● **EXERCISE**
Will you output the entries below exactly, skipping every image they contain?

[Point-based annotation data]
━━━━━━
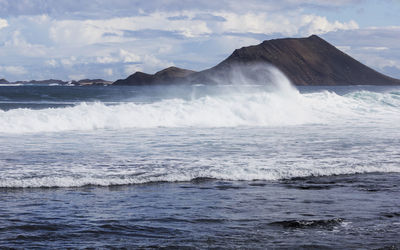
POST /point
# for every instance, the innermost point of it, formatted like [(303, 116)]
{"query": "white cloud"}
[(290, 24), (51, 62), (132, 68), (3, 23), (120, 56), (13, 70), (313, 24)]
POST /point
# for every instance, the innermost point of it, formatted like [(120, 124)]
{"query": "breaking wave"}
[(261, 108)]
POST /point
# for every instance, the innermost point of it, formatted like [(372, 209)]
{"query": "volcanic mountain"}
[(305, 61), (165, 76)]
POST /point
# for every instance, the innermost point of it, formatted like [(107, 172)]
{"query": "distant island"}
[(305, 61)]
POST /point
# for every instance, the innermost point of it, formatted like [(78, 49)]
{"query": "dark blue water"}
[(199, 167)]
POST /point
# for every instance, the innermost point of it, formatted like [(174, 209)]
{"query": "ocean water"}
[(225, 166)]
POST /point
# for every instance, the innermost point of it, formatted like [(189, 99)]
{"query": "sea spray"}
[(256, 96)]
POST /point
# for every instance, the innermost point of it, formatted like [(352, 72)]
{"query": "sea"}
[(226, 166)]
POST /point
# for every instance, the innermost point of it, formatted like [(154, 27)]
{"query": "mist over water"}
[(255, 96), (250, 162)]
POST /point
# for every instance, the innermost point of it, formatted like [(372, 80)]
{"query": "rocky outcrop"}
[(305, 61), (165, 76)]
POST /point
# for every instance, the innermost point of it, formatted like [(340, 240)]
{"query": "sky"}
[(77, 39)]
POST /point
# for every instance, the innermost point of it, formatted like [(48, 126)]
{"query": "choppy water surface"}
[(200, 167)]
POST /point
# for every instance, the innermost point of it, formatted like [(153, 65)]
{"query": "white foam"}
[(234, 109)]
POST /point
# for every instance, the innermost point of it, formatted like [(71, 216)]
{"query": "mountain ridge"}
[(305, 61)]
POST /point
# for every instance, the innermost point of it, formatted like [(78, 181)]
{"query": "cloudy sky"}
[(75, 39)]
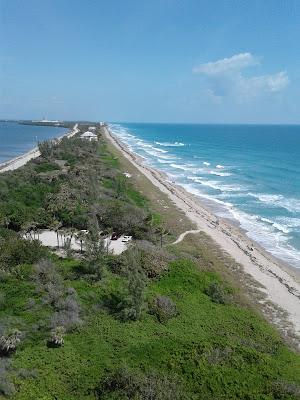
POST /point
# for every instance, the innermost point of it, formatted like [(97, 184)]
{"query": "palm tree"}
[(81, 236), (55, 225)]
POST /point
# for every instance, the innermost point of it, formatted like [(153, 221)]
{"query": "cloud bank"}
[(226, 78)]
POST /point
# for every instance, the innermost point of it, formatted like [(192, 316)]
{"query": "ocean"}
[(16, 139), (246, 173)]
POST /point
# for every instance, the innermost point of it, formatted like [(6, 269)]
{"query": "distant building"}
[(90, 136)]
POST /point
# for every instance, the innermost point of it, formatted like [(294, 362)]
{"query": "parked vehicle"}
[(115, 236), (127, 238)]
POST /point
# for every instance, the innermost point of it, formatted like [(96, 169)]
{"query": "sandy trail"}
[(183, 235), (281, 285)]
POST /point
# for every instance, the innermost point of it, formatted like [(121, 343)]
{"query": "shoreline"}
[(281, 282), (23, 159)]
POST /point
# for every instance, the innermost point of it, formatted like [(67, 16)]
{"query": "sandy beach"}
[(19, 161), (279, 283)]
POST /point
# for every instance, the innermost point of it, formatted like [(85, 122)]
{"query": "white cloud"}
[(225, 78), (234, 63)]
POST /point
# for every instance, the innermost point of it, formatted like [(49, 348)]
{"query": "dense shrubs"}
[(133, 301), (15, 250), (64, 301), (217, 293), (131, 384), (154, 259), (10, 341), (163, 308), (56, 337)]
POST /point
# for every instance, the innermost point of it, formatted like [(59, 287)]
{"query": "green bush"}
━━━━━━
● **CORRECT ANSWER**
POST /point
# for every instance, the innermost point of it, formatted like [(303, 116)]
{"query": "white cloud"}
[(290, 24), (51, 62), (132, 68), (3, 23), (120, 56), (13, 70), (313, 24)]
POST /point
# for every instance, the innermost point of it, formatted like [(120, 124)]
{"query": "breaking wave"}
[(261, 108)]
POST /point
# for every instance, the innermost point of it, formatted like [(372, 209)]
{"query": "volcanic mountain"}
[(305, 61), (165, 76)]
POST /point
# for every instance, the innermost point of it, formatted like [(107, 172)]
{"query": "distant island"}
[(305, 61)]
POST /point
# for every instance, the innermost point of it, formatted like [(78, 49)]
{"query": "dark blue water"}
[(199, 167)]
POST /point
# for every instance, the innermost point of it, formatted like [(174, 209)]
{"query": "ocean water"}
[(225, 166)]
POST /point
# for every instance, the innermost point of it, formatted like [(189, 99)]
{"query": "sea spray"}
[(256, 96)]
POST /point
# for every instance, the innermost point of it, formatted like [(352, 72)]
{"query": "sea"}
[(226, 166)]
POST /point
# for every instance, the innermost point of it, formatted like [(154, 27)]
{"query": "mist over water"}
[(255, 96), (250, 162)]
POST /point
# for every instance, the innermost point of it, formatted like [(372, 80)]
{"query": "rocky outcrop"}
[(305, 61), (165, 76)]
POST /point
# for every instance, the innermost point of it, formatted like [(340, 240)]
{"query": "sky"}
[(77, 39)]
POST /point
# for every instance, the innermost point of it, formatted like [(48, 126)]
{"query": "choppy water surface"}
[(200, 167)]
POST /point
# for every instance, the innermost point of it, formatted like [(153, 65)]
{"query": "white foam"}
[(234, 109)]
POST /point
# for every instance, the innermost point of it, formatted like [(71, 216)]
{"query": "mountain ridge"}
[(305, 61)]
POST /point
# for every instance, the innermost point of it, formatted like [(78, 181)]
{"query": "cloudy sky"}
[(75, 39)]
POST /point
# for every instance, the innermost point of it, formatted like [(97, 184)]
{"query": "palm tree"}
[(81, 236), (55, 225)]
POST /point
# for every instance, the innermost point of it, formatted like [(153, 221)]
{"query": "cloud bank"}
[(226, 78)]
POST /point
# for every instance, the innermost point of it, formatted like [(192, 316)]
{"query": "ocean"}
[(16, 139), (246, 173)]
POST /point
# for every instance, the innermost point of it, formatted like [(6, 269)]
{"query": "distant building"}
[(90, 136)]
POST /point
# for every instance, the innermost point of it, formatted like [(294, 362)]
{"query": "parked vehicle"}
[(115, 236), (127, 238)]
POST /point
# for every instance, the innermost point of it, formatted like [(96, 169)]
{"query": "sandy trail"}
[(183, 235), (281, 285)]
POST /point
# for every instance, the innermost point of it, formatted like [(121, 343)]
{"query": "shoreline"}
[(281, 282), (23, 159)]
POST /point
# for every instance, the innermost point of it, formatted like [(67, 16)]
{"query": "sandy beach"}
[(19, 161), (279, 283)]
POST /point
# for every instance, the innermost point of it, formatted like [(85, 122)]
{"query": "white cloud"}
[(225, 78), (234, 63)]
POST /point
# for every instance, the innermost point of it, formatted like [(49, 348)]
{"query": "dense shrubs"}
[(133, 301), (15, 250), (64, 301), (217, 293), (131, 384), (154, 259), (10, 341), (163, 308), (56, 337)]
POST /point
# for every instance, the innermost point of it, formatted like [(59, 287)]
{"query": "green bush"}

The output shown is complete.